### QUOTED PASSAGE
★ ★ ★ ★

Doctor of Philosophy
School of Biological Sciences
Mao, Meng, Mitochondrial genomes and their utility for the recovery of phylogeny in the Hymenoptera, Doctor of Philosophy thesis, School of Biological Sciences, University of Wollongong, 2014. https://ro.uow.edu.au/theses/4206
The Hymenoptera, comprising of sawflies, wasps, bees and ants, is the third largest order of insects. It contains more than 155,000 described species, placed into two traditional suborders (Symphyta and Apocrita). Many hymenopteran species play important roles in biological control, ecosystems and production of commercial products. Unfortunately, higher-level relationships of the Hymenoptera, particularly within the highly diverse parasitic lineages, remain unresolved in both morphological and molecular studies.
The mitochondrial (mt) genome sequence is becoming a powerful tool for reconstructing phylogenetic relationships. In addition, mt gene rearrangements also provide useful phylogenetic information. However, deficient representation of a broad range of lineages restricts the evolutionary utility of the mt genome in the Hymenoptera. For the four infraorders of the Apocrita, the Aculeata and Ichneumonomorpha are reasonably sampled. By contrast, the Evaniomorpha and Proctotrupomorpha are poorly represented. Therefore, this PhD research was focussed on increasing our understanding of mt genomes of the Hymenoptera and their utility for the recovery of the higher-level phylogeny by extending the taxonomic range of available mt genome sequences.

★ ★ ★ ★

### QUESTIONS TO ANSWER
1 > According to the thesis abstract on hymenopteran mitochondrial genomes, how many described species does the Hymenoptera contain?
2 > Copy the stretch of the thesis abstract on hymenopteran mitochondrial genomes from "The mitochondrial (mt)" through "mt genome sequences.".
3 > Continue the thesis abstract on hymenopteran mitochondrial genomes, starting after its last sentence.
The items that follow have nothing to do with the thesis abstract on hymenopteran mitochondrial genomes.

Natural language descriptions of regions:
★ ★ ★ ★

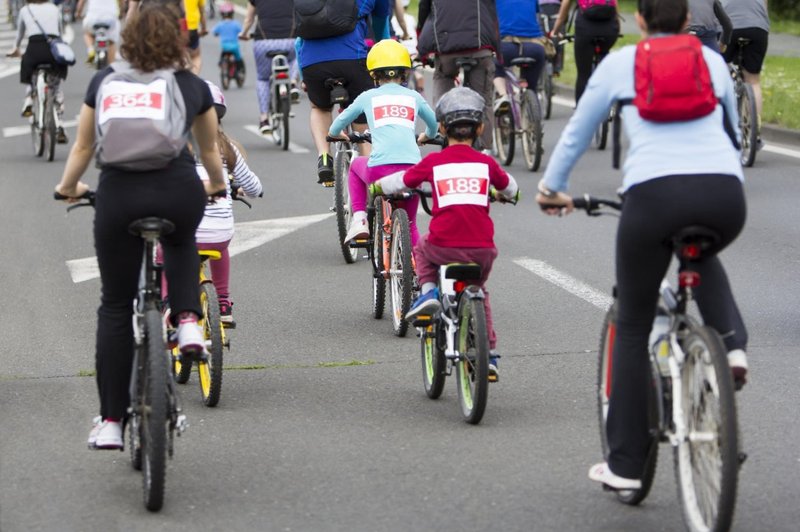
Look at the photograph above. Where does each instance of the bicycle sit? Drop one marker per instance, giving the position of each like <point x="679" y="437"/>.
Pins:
<point x="154" y="415"/>
<point x="522" y="118"/>
<point x="457" y="336"/>
<point x="343" y="153"/>
<point x="209" y="368"/>
<point x="44" y="119"/>
<point x="746" y="104"/>
<point x="101" y="43"/>
<point x="280" y="103"/>
<point x="691" y="395"/>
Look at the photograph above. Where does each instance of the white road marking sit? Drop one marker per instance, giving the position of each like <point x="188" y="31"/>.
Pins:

★ ★ ★ ★

### SOLVED TASKS
1 > More than 155,000 described species.

2 >
The mitochondrial (mt) genome sequence is becoming a powerful tool for reconstructing phylogenetic relationships. In addition, mt gene rearrangements also provide useful phylogenetic information. However, deficient representation of a broad range of lineages restricts the evolutionary utility of the mt genome in the Hymenoptera. For the four infraorders of the Apocrita, the Aculeata and Ichneumonomorpha are reasonably sampled. By contrast, the Evaniomorpha and Proctotrupomorpha are poorly represented. Therefore, this PhD research was focussed on increasing our understanding of mt genomes of the Hymenoptera and their utility for the recovery of the higher-level phylogeny by extending the taxonomic range of available mt genome sequences.

3 >
Eleven new mt genomes for representatives of four evaniomorph and four proctotrupomorph superfamilies were determined. Several gene rearrangements were detected in each of the eleven mt genomes when compared with the ancestral positions. In particular, protein-coding or rRNA gene rearrangements were identified in six mt genomes. Mt genome organizations were also compared within the Evaniomorpha and Proctotrupomorpha. The results showed that there were no shared, derived gene rearrangements at the family level, indicating that the frequency of gene rearrangements of these groups is too high to be useful for assessing relationships between families. By contrast, comparison of mt genome organizations within the subfamily Scelioninae suggested that gene rearrangements have much potential as phylogenetic markers at the subfamily level. The large number of gene rearrangements identified in this study also facilitated the investigation of gene rearrangement mechanisms. Direct and indirect evidence that supports the notion that recombination is an important aspect of the gene rearrangement mechanism was identified. Most importantly, the end products of recombination were detected (minicircles), in a megaspilid wasp Conostigmus sp., which provided support for the link between recombination and mt gene rearrangement. Furthermore, a model of recombination which is important for our understanding of mtDNA evolution was developed.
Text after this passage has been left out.